Source passage:
+---+

Katrina Brown on resilience, impact and learning

Katrina

Katrina Brown is a Professor of Social Sciences based at the Environment and Sustainability Institute at Exeter University. The three key themes her research centres on are Resilience, Vulnerability and Development, Dynamics of Change in Coastal Social Ecological-Systems and People, Poverty and Carbon.  As someone who has published papers about community resilience, I was interested, in the context of this month’s theme, in her thoughts on impact, resilience, and how we might measure it.   

So, Kate,you’re in a lift and you’ve got three floors to explain what resilience is.  What’s your resilience ‘elevator pitch’?

Resilience is about the capacity of a system to be able to respond to change. That might be an ecological system, it might be a social ecological system. The way in which I understand resilience is applied to a social ecological system, so to an integrated system. Resilience covers not only the ability to be able to persist and to bounce back after even extreme events or sudden shocks, but it’s also the ability to learn from and respond and bounce back better, to positively develop in response to a whole range of different changes, some of which might be slow onset changes, background drivers, large-scale drivers, but within the context of a range of different changes.

You note in a recent paper that there is a sharp increase in interest in resilience among social scientists. Why is that? What does resilience add to previous debates do you think?

I think that resilience is helpful because it enables us to look more holistically at systems, integrated social ecological systems, and it enables us to consider the impacts of a range of different types of changes, and to consider those in conditions where the future is highly uncertain. It’s part of this consciousness of living in uncertain and risky times, and I think that resilience is a very helpful concept for understanding change and our societal and environmental responses to change within that context.

Does resilience deepen or undermine the concept of sustainable development?

It can probably do either. For me, I find resilience a very useful concept in thinking about sustainability. It contributes towards my reflections and understanding of sustainability because I think that it puts change within this broader context of thinking about sustainable development, about progress or whatever. It’s a really helpful underpinning concept that can contribute towards an understanding of sustainability.

You write in one of the papers that you sent that “resilience centralises climate change as the defining feature of local government and governance.” But are we also seeing resilience, do you think, being used increasingly as a tool by climate sceptics? After the floods the term resilience seems increasingly being used as a way to reinforce business as usual rather than to question it.

Certainly that’s a finding from my own research as well. I think resilience as a concept can be used and applied in many different ways. We saw similar things with sustainable development. There is this aspect of resilience which is used in a very conservative way. It’s used or interpreted as means of staying the same, of resisting change.  There is that aspect to resilience which is about actually resisting change. There is this very different tension to resisting ideas around resilience which for me, as an academic, make it all the more interesting.

+---+

Exercises:
1. The interview on resilience opens by naming the key themes of Katrina Brown's research. List each of those themes.
2. Extend the interview on resilience with Katrina Brown, picking up after its final sentence.
The data placed after the interview on resilience are separate material with no connection to it.

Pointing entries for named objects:

+---+

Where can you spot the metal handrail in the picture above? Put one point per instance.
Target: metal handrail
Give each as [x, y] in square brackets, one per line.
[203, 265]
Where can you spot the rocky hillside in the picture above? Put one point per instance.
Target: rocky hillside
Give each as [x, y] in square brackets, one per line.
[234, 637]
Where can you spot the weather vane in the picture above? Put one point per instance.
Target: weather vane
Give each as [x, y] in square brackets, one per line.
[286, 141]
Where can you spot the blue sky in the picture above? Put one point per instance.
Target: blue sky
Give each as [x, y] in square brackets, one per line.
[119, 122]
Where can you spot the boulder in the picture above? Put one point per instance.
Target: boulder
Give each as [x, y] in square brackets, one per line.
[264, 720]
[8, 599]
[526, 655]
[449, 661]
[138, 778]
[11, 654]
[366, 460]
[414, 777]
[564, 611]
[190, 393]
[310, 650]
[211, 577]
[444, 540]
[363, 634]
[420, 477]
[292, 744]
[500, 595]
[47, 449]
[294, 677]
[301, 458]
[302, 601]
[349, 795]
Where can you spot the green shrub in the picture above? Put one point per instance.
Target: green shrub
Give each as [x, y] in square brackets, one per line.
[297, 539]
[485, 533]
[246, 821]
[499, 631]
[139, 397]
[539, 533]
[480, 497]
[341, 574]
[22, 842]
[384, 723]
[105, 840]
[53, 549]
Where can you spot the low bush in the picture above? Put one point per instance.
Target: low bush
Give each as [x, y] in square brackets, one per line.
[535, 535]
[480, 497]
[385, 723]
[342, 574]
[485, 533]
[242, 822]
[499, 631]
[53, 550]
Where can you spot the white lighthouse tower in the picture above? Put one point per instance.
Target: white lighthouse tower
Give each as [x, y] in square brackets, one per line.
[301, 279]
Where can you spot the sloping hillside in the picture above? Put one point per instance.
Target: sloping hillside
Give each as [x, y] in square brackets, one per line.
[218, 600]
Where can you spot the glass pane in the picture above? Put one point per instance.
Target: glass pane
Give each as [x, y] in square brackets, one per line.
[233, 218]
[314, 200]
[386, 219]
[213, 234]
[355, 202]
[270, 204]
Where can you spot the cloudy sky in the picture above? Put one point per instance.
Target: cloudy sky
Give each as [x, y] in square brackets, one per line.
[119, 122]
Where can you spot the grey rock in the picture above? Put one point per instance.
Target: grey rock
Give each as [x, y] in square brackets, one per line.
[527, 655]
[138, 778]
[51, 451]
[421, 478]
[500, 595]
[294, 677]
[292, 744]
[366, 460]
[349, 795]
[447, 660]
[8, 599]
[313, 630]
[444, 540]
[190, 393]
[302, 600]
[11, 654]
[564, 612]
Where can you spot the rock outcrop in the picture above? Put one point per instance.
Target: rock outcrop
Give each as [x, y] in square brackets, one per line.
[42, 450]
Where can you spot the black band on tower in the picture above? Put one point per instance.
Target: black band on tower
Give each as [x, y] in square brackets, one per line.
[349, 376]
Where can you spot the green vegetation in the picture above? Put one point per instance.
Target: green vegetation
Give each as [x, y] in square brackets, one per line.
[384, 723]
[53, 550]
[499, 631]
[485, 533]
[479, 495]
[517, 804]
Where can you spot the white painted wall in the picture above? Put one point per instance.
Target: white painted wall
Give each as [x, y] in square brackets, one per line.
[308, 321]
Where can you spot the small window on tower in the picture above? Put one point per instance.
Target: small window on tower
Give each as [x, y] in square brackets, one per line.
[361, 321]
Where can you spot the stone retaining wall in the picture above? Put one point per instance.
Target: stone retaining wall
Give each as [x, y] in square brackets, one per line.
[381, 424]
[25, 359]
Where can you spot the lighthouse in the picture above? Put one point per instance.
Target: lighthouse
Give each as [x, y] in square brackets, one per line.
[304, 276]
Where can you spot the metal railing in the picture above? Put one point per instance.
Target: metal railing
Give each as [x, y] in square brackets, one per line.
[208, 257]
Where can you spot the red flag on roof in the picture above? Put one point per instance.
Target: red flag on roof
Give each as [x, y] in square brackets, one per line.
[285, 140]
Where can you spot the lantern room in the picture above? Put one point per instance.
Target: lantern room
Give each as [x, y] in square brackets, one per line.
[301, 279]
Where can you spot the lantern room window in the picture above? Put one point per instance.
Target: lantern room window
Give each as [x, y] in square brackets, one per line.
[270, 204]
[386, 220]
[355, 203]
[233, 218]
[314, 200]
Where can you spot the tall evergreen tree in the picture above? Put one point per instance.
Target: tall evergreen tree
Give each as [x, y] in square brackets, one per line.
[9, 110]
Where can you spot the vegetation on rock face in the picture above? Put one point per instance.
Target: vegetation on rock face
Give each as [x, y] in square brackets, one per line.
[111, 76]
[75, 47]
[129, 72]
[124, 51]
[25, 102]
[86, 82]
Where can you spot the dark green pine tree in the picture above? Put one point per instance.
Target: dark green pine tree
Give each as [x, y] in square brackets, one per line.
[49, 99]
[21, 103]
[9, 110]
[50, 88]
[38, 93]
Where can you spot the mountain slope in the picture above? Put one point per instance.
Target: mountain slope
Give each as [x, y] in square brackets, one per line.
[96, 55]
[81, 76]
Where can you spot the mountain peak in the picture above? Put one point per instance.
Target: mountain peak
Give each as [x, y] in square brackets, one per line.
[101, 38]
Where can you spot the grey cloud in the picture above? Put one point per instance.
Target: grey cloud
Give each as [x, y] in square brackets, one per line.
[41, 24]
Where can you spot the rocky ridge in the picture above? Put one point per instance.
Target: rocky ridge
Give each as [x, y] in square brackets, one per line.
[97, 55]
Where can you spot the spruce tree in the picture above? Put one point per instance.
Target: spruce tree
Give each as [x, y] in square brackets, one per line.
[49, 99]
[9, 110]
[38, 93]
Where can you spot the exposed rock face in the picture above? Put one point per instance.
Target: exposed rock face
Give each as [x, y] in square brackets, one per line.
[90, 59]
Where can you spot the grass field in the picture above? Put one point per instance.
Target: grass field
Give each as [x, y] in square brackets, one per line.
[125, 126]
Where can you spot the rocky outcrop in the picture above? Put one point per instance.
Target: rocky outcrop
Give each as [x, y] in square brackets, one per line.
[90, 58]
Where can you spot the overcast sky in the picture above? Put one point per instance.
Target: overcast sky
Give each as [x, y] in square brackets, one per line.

+---+

Solved tasks:
1. Resilience, Vulnerability and Development; Dynamics of Change in Coastal Social Ecological-Systems; People, Poverty and Carbon

2.
But it means that as a concept it is very widely adopted and applied in a whole range of different settings and by a whole range of different people from social movements like the Transition movement to state agencies when we’re talking to responses to flooding and building resilience. So yes, resilience is used in many different contexts and in many different ways by lots of different people.

pier

This month we’re looking at impact and measurement for Transition. You wrote that “there has been a shift away from the notion that the central concepts of adaptive capacity, resilience and wellbeing can be objectively measured by a set of quantifiable indicators to a much more nuanced view that understands them as comprising subjective relational as well as objective aspects.” What do you mean by that and what are your thoughts on how Transition initiatives can measure whether their work is or isn’t making their community more resilient?

There’s always a tendency to try and reduce these concepts like vulnerability, adaptive capacity and resilience to a set of straightforward objective measurable indicators. But actually a lot of the literature and a lot of the research shows that there’s a whole set of subjective dimensions to resilience or vulnerability. So actually how a person feels about their own capacity and their own abilities, their own efficacy, which are hugely important in determining how they might be able to respond, and that also translates to a community scale as well and to a collective scale. We always should be looking across the objective and the subjective aspects in trying to assess how resilient a community or how resilient a society or a system might be.

I suppose some things like Transition would be coming at resilience from a mitigation perspective, seeing resilience as a tool for mitigation whereas it’s all too increasingly seen as an adaptation tool. How do you see that balance between mitigation and adaptation in terms of climate and resilience?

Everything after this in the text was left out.